A comprehensive LCA should carefully evaluate the trade-offs between the performance benefits and the environmental impacts of different materials throughout the entire lifecycle of hydrogen components, considering material sourcing, manufacturing processes, and end-of-life management.

Data quality and transparency are paramount in hydrogen LCA studies. The reliability of LCA results hinges on the accuracy and completeness of the input data. Inaccurate or incomplete data will inevitably lead to misleading conclusions. For example, using outdated emission factors for electricity generation will result in an inaccurate assessment of the carbon footprint of hydrogen produced via electrolysis.

Transparency ensures the reproducibility and trustworthiness of the study. This involves clearly documenting all data sources, assumptions, and methodological choices. A transparent LCA allows others to scrutinize the analysis, identify potential biases, and replicate the study if needed. This is crucial for building confidence and acceptance in the results. A standardized data reporting framework and open access to datasets are crucial steps toward achieving transparency in hydrogen LCA studies.

Brief 1: Print the part of the passage on hydrogen life cycle assessment starting at "A comprehensive LCA" and ending at "produced via electrolysis.".
Brief 2: Carry on the passage on hydrogen life cycle assessment from the point at which it stops.
The listing is separate material and is not part of the passage on hydrogen life cycle assessment.

Supplied entries:

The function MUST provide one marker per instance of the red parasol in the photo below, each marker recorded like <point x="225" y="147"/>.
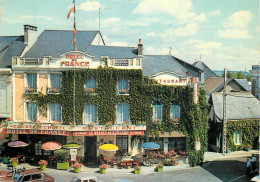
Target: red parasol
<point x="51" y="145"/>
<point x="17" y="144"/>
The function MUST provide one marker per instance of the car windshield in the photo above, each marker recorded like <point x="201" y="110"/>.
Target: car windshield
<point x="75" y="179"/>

--

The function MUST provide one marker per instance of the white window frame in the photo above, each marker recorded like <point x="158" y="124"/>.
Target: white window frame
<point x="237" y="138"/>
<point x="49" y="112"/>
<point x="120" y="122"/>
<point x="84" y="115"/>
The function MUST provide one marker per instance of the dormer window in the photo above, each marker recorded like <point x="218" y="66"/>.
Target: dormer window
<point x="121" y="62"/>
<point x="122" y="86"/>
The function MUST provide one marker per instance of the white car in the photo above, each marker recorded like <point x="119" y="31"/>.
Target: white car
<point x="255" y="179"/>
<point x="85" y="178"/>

Exercise output 1:
A comprehensive LCA should carefully evaluate the trade-offs between the performance benefits and the environmental impacts of different materials throughout the entire lifecycle of hydrogen components, considering material sourcing, manufacturing processes, and end-of-life management.

Data quality and transparency are paramount in hydrogen LCA studies. The reliability of LCA results hinges on the accuracy and completeness of the input data. Inaccurate or incomplete data will inevitably lead to misleading conclusions. For example, using outdated emission factors for electricity generation will result in an inaccurate assessment of the carbon footprint of hydrogen produced via electrolysis.

Exercise output 2:
Furthermore, using validated databases of environmental impact factors and consistently applying appropriate methodologies enhance data quality and improve the credibility of the LCA. Regular data updates and peer review processes can further enhance the reliability of hydrogen LCA studies.

Conducting a comparative LCA of different hydrogen systems requires careful consideration of several key aspects. First, it is crucial to define a consistent functional unit for all systems being compared. This ensures fair comparisons between systems with varying capacities or applications. Secondly, consistent system boundaries should be defined to ensure that all relevant stages of the lifecycle are included in the analysis for each technology. Ignoring certain processes or stages could lead to biased results.

Data quality and consistency are also vital. Ensuring that the input data for each system is accurate, reliable, and from comparable sources is crucial for valid comparisons. Finally, sensitivity analysis helps to determine the influence of uncertainties in input data on the overall LCA results, quantifying the robustness of conclusions. This is especially important when dealing with data scarcity for emerging technologies. A transparent reporting of these uncertainties is crucial to the reliability of the comparative study.

By paying meticulous attention to these factors, researchers can develop rigorous and meaningful comparative LCAs of different hydrogen systems to inform technology choices and policy decisions.

Well-to-wheel (WtW) and well-to-tank (WtT) efficiencies are crucial metrics in assessing the overall energy efficiency of hydrogen systems. They represent the percentage of energy initially present in the energy source (e.g., natural gas, electricity from renewable sources) that is finally available at the wheel (in a vehicle) or in the tank (stored hydrogen).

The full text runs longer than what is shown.